(Material provided)
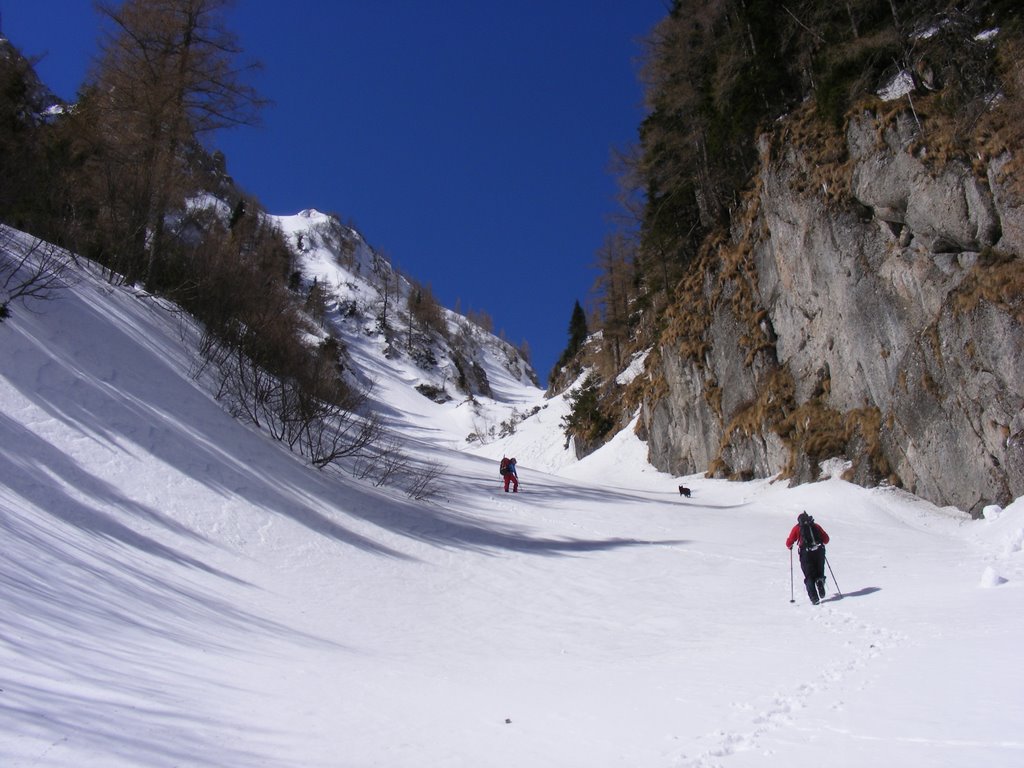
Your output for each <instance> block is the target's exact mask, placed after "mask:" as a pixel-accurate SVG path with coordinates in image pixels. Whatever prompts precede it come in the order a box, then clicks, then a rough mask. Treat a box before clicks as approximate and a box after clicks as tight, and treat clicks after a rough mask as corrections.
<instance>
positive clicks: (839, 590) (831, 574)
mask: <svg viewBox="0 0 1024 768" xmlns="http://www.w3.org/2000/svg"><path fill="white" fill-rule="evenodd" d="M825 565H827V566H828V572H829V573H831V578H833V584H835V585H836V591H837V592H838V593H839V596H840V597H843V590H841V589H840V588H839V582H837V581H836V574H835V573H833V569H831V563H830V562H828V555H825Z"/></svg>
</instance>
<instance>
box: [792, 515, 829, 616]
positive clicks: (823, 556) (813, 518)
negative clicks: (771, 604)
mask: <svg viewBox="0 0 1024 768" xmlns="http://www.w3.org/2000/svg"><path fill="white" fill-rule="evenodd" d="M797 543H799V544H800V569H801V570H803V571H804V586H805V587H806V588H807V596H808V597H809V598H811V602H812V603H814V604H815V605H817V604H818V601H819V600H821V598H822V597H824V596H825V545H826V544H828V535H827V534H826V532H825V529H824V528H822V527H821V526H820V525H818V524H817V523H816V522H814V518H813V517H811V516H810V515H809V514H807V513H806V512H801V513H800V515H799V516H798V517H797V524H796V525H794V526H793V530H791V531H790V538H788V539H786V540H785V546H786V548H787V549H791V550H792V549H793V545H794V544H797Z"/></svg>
(End Material provided)
◆ About this exercise: Copy out all of the material above with "positive clicks" swapped for "foreground clicks" everywhere it occurs, keeping every other character the same. Leave out the picture.

◆ Solved problem:
Your output for each <instance> block is the target's exact mask, placed after "mask:" as a pixel-accurate SVG path with coordinates in image pixels. Whatever prompts precede it come in the order a box, then clicks, then a rough mask. Treat a box before clicks as approximate and a box after clicks as tight, and treat clicks after a rough mask as corrections.
<instance>
foreground clicks: (839, 590) (831, 574)
mask: <svg viewBox="0 0 1024 768" xmlns="http://www.w3.org/2000/svg"><path fill="white" fill-rule="evenodd" d="M825 565H827V566H828V572H829V573H831V578H833V584H835V585H836V591H837V592H838V593H839V596H840V597H843V590H841V589H840V588H839V582H837V581H836V574H835V573H833V569H831V563H830V562H828V555H825Z"/></svg>
</instance>
<instance>
box: [792, 515, 829, 616]
foreground clicks: (823, 556) (813, 518)
negative clicks: (771, 604)
mask: <svg viewBox="0 0 1024 768" xmlns="http://www.w3.org/2000/svg"><path fill="white" fill-rule="evenodd" d="M797 543H799V544H800V569H801V570H803V571H804V586H805V587H806V588H807V596H808V597H809V598H811V602H812V603H814V604H815V605H817V604H818V601H819V600H821V598H822V597H824V596H825V545H826V544H828V535H827V534H826V532H825V529H824V528H822V527H821V526H820V525H818V524H817V523H816V522H814V518H813V517H811V516H810V515H809V514H807V513H806V512H801V513H800V515H799V516H798V517H797V524H796V525H794V526H793V530H791V531H790V538H788V539H786V540H785V546H786V548H787V549H791V550H792V549H793V545H794V544H797Z"/></svg>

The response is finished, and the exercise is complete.